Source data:
= Beginning of Section =
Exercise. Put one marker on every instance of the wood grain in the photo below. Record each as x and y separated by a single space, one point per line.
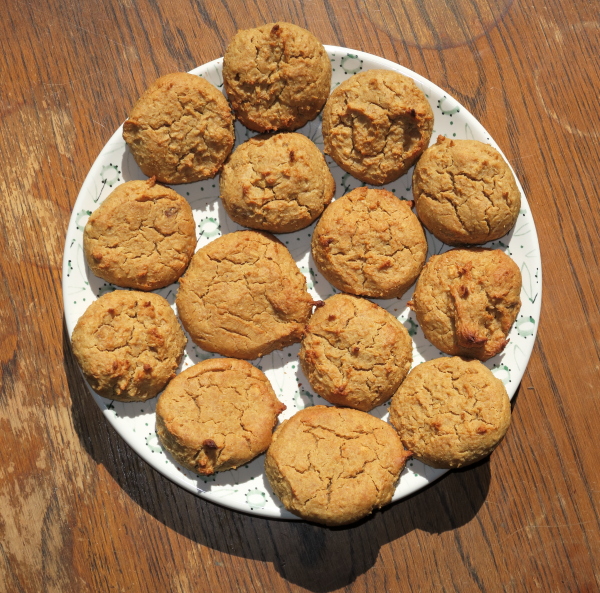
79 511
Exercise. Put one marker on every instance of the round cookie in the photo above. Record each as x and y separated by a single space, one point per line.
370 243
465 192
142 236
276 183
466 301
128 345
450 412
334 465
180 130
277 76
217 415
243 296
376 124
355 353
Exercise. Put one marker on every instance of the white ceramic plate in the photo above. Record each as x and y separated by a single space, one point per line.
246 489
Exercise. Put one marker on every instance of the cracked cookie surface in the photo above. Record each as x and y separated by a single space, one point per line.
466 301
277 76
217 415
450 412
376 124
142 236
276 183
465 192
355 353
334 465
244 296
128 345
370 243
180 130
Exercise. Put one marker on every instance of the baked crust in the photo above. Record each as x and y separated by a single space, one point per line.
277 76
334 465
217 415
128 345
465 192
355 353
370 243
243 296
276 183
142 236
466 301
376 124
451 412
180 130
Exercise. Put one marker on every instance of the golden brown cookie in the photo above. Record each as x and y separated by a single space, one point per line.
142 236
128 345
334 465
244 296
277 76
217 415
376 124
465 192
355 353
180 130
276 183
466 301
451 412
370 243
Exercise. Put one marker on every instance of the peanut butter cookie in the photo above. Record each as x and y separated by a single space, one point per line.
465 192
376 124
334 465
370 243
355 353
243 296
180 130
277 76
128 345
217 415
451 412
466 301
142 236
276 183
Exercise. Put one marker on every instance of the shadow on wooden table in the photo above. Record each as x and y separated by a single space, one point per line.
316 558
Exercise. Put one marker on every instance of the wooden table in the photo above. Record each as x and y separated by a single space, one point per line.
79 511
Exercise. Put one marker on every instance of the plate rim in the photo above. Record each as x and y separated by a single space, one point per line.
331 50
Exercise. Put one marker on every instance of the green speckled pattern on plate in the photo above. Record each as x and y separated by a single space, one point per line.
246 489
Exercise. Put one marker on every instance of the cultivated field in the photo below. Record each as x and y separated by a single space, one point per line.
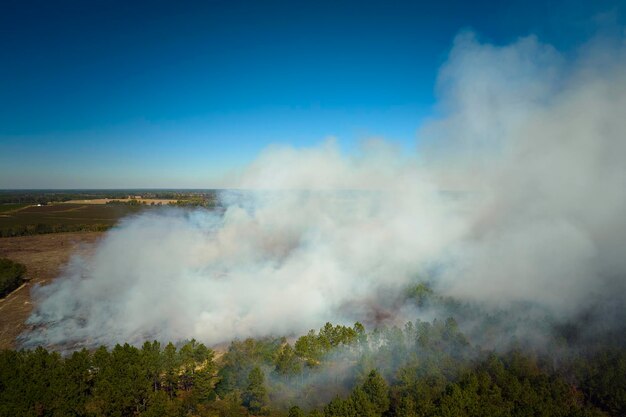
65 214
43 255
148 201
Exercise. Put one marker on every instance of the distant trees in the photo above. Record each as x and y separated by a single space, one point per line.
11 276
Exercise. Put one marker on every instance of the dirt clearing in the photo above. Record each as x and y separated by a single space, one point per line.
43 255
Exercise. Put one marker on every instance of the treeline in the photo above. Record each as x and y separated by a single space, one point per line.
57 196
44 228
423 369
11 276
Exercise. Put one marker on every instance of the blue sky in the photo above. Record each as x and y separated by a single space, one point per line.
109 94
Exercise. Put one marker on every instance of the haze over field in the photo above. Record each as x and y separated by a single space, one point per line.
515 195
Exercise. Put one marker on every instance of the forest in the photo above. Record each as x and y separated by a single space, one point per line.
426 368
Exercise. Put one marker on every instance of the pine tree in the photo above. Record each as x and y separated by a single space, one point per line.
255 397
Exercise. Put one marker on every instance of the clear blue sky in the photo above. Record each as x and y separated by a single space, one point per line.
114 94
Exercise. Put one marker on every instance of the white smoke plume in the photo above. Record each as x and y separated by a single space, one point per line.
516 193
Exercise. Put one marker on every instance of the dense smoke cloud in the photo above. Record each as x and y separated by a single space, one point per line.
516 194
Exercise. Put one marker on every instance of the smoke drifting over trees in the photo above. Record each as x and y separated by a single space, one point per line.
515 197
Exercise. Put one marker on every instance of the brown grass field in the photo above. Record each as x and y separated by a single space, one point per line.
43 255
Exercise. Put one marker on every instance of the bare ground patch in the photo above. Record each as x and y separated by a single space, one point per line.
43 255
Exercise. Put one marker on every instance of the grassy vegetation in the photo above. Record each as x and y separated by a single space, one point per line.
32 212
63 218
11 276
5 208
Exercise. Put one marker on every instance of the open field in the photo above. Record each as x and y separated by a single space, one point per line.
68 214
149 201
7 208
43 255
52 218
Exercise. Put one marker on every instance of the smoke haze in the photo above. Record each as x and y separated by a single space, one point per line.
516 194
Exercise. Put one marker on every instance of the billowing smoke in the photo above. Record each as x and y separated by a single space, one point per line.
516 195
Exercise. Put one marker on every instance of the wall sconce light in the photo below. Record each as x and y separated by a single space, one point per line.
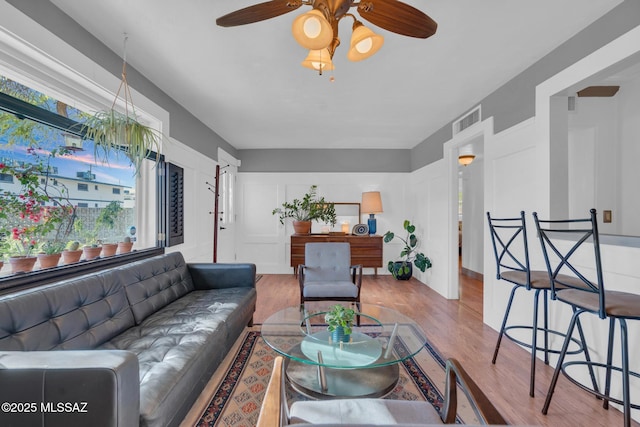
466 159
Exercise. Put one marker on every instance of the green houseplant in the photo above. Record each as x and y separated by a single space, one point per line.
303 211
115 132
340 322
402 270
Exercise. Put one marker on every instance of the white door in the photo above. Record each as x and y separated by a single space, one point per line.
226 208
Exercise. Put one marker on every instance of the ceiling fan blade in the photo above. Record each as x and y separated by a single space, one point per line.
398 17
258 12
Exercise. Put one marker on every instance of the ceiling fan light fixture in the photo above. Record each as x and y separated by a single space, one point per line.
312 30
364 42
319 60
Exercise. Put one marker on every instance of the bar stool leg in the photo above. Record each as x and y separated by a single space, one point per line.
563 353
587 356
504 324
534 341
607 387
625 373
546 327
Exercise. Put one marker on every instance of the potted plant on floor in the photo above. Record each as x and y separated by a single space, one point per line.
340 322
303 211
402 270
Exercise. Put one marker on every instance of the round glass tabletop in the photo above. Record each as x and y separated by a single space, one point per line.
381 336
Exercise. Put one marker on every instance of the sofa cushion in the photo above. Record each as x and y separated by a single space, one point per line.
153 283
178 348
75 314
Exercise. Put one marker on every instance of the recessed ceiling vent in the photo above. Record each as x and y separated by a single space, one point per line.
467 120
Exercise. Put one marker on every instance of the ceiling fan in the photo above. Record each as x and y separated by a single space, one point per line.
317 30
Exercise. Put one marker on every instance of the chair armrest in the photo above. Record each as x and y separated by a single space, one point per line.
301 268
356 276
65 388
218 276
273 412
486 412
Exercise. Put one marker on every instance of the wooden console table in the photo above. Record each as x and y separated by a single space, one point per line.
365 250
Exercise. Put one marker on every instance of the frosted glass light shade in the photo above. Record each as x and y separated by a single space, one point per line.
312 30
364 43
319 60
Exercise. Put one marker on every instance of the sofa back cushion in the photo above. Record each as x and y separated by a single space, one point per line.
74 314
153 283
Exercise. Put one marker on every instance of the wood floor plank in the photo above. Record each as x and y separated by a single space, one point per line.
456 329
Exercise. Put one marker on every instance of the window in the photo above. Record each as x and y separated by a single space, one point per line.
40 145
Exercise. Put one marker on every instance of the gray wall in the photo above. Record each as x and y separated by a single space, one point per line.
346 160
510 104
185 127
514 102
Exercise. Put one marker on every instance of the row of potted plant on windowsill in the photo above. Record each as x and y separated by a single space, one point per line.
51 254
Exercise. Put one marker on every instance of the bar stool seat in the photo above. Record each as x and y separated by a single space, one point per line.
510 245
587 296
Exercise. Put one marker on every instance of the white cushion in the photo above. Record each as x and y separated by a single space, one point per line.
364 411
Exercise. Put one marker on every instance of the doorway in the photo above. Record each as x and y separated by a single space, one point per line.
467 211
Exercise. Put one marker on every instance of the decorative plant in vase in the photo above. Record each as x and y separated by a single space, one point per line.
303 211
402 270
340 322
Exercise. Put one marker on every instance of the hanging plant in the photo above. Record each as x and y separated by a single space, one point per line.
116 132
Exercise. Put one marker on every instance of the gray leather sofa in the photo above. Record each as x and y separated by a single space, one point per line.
= End of Section =
◆ Problem requirements ◆
Take the data above and set it down exactly, images excluded.

◆ Final answer ◆
Exercise. Put one marker on every instance of the wood grain in the photo below. Record each as x and y separated by a single space, one point per line.
79 511
Exercise. Put one marker on every instance of the round cookie in the photo above. Record each as x and y separated by a single space, one point per line.
370 243
465 192
142 236
276 183
466 301
128 345
450 412
334 465
180 130
277 76
217 415
243 296
376 124
355 353
Exercise. Put one marker on every instance of the white ceramic plate in the photo above. Record each as x and y separated by a single space, one point per line.
246 489
Exercise. Put one marker on every instance of the cracked cookie surface in the photo above. Record each as x and y separated by a single space, one point per line.
466 301
277 76
217 415
450 412
376 124
142 236
276 183
465 192
355 353
334 465
244 296
128 345
370 243
180 130
Exercise. Put one marker on every instance of the baked crust in the photo above. Record each as x and y separated by a single space, one point per line.
277 76
334 465
217 415
128 345
465 192
355 353
370 243
243 296
276 183
142 236
466 301
376 124
451 412
180 130
Exercise. Put one marker on every instance of the golden brown cookie in the photo above. Record each as x and y separated by a single space, one point per line.
142 236
128 345
334 465
244 296
277 76
217 415
376 124
465 192
355 353
180 130
276 183
466 301
451 412
370 243
Exercise. Put one marker on every instance of the peanut butter cookie in the photo above. Record each as x and y separated by a single space, one point per line.
465 192
376 124
334 465
370 243
355 353
243 296
180 130
277 76
128 345
217 415
451 412
466 301
142 236
276 183
Exercise. Put one marker on every instance of the shadow on wooden table in the photo above. Record each as x and y separated by a single space, one point per line.
316 558
Exercise. Put one marker on every instance of the wooden table in the photo above. Record each as x and y separated by a single space, one point per line.
79 511
Exercise. Put one marker on every instance of the plate rim in the photo above. Record each as x and y separated by a single space, one point per line.
331 50
Exercise. Put one marker on every instance of the green speckled pattern on plate in the photo above. Record each as x and y separated by a single space, one point per line.
246 489
Exercise. Put one marker on every instance of the cultivated field in the photo below. Record each as x and y separated by a single space, one point per line.
65 214
43 255
148 201
Exercise. Put one marker on every instance of the distant trees in the photo above. Record each as x and y separated by a single space, one point per line.
11 276
Exercise. Put one marker on every instance of the dirt clearing in the photo above. Record each as x and y separated by a single space, one point per line.
43 255
Exercise. Put one marker on every instance of the treeline in the photo above. Record each as x and y separated by a single space, one point per line.
57 196
44 228
423 369
11 276
Exercise. Put one marker on every instance of the blue sky in the photo above. Record each as x and y separated by a single space, one point per line.
109 94
Exercise. Put one marker on every instance of the haze over field in the photo above. Record each as x and y separated by a single space, one point per line.
515 195
Exercise. Put one marker on every instance of the forest in the photo above. Record each as x and y separated by a single space, one point per line.
426 368
Exercise. Put one marker on every instance of the pine tree in the photo above. Record each as x and y separated by a single space, one point per line.
255 397
Exercise. Put one marker on every instance of the clear blue sky in the photo above. Record each as x and y separated by a single space, one point per line.
114 94
Exercise. Put one marker on every instance of the white smoke plume in the photo above. Record each as x and y separated by a single space, one point per line.
516 193
Exercise. Put one marker on every instance of the dense smoke cloud in the photo above. Record each as x and y separated by a single space, one point per line.
516 194
Exercise. Put one marker on every instance of the smoke drifting over trees in the photo above. Record each as x and y separated by a single space, one point per line.
515 197
Exercise. Put one marker on every instance of the brown grass field in the photo above. Record each as x and y separated by a single space, one point per line.
43 255
Exercise. Put one marker on every instance of the bare ground patch in the photo above. Record each as x and y separated by a single space, one point per line.
43 255
Exercise. Put one marker on every instance of the grassy vegetation in the photo above. Record each as x and y separated by a single space, one point per line.
32 212
63 218
11 276
5 208
Exercise. Put one marker on every instance of the open field in the photo above. Record each as x and y separated by a single space, one point per line.
68 214
149 201
7 208
43 255
52 218
Exercise. Put one marker on every instance of the smoke haze in the photo above. Record each as x and y separated by a single space, one point per line.
516 194
Exercise. Put one marker on every instance of the billowing smoke in the photo above. Record each as x and y separated by a single space, one point per line.
516 195
Exercise. Put one marker on every instance of the wall sconce light in the photo below. Record each as x and y separated by a single space, one point per line.
466 159
Exercise. Put one marker on every instance of the green houseplant in the photo above. Record each as x and y separated by a single space, one point per line.
303 211
115 132
340 322
402 270
Exercise. Put one marker on every instance of the white door in the photo above. Record each as x and y separated by a single space, one point per line.
226 208
Exercise. Put one marker on every instance of the ceiling fan blade in the photo above. Record each as x and y separated by a single space, one point per line.
398 17
258 12
Exercise. Put one marker on every instance of the ceiling fan light fixture in the photo above. Record each as x and y separated by a single space, one point per line.
312 30
364 42
319 60
Exercise. Put one marker on every instance of the bar stool leg in the photo above. Record each as x and y separated by a single space, one point per line.
563 353
587 356
504 324
534 341
607 387
625 373
546 327
Exercise. Put one marker on every instance of the potted plant on floor in the photo above. Record each as x and y separated by a single space, one point per line.
340 322
303 211
402 270
Exercise. Put one marker on every instance of the round glass tabletop in the photo above. Record each as x and y separated by a single space, one point per line.
381 336
Exercise. Put one marker on every instance of the sofa cushion in the photo above. Record each as x and y separated by a single space, one point per line.
153 283
178 348
75 314
Exercise. Put one marker on every instance of the recessed ceiling vent in the photo above. Record each as x and y separated by a single space, one point per line.
467 120
Exercise. Put one marker on every instance of the ceiling fan in the photo above. Record each as x and y separated by a single space, one point per line.
317 30
Exercise. Put one marker on every instance of the chair armrest in the photo above. Record each as x and y separated by a single space, one point per line.
301 268
356 276
65 388
218 276
273 412
486 412
Exercise. Put one marker on every instance of the wooden console table in the photo above. Record each as x and y separated by a single space, one point per line.
365 250
Exercise. Put one marker on every instance of the frosted glass light shade in the photo above. Record each as x and y separated by a single space, one point per line.
312 30
364 43
319 60
Exercise. Put one marker on every instance of the sofa back cushion in the photo above. Record each as x and y separated by a single space, one point per line.
74 314
153 283
Exercise. Put one marker on every instance of the wood floor plank in the photo above. Record each as x and y separated by a single space, one point per line.
456 329
Exercise. Put one marker on every instance of the window in the photo above. Record each as x and y separated by a single space, one point per line.
40 145
Exercise. Put one marker on every instance of the gray wall in the photo above. Record each as x and y separated by a single space, one point per line.
346 160
510 104
185 127
514 102
Exercise. Put one marker on every instance of the row of potted plant on windowsill in the photo above. Record each as x and y separated by a single space, one point per line.
51 254
Exercise. Put one marker on every instance of the bar stool seat in the photo above. Record each as x and y separated by a single space, one point per line.
510 245
587 296
Exercise. Put one marker on every instance of the white cushion in the photo above. Record each as x and y separated by a single space, one point per line.
364 411
Exercise. Put one marker on every instance of the doorway in the photo above. Record each as x and y separated by a single space, one point per line.
467 211
Exercise. Put one marker on every instance of the decorative plant in vase in the photo above. Record each as x and y separated by a single space, one point per line.
303 211
402 270
340 322
Exercise. Put one marker on every instance of the hanging plant in the photo above. Record each as x and y separated by a single space, one point per line.
116 132
Exercise. Put one marker on every instance of the gray leather sofa in the photo above. Record each as x and y separated by a single space, one point per line.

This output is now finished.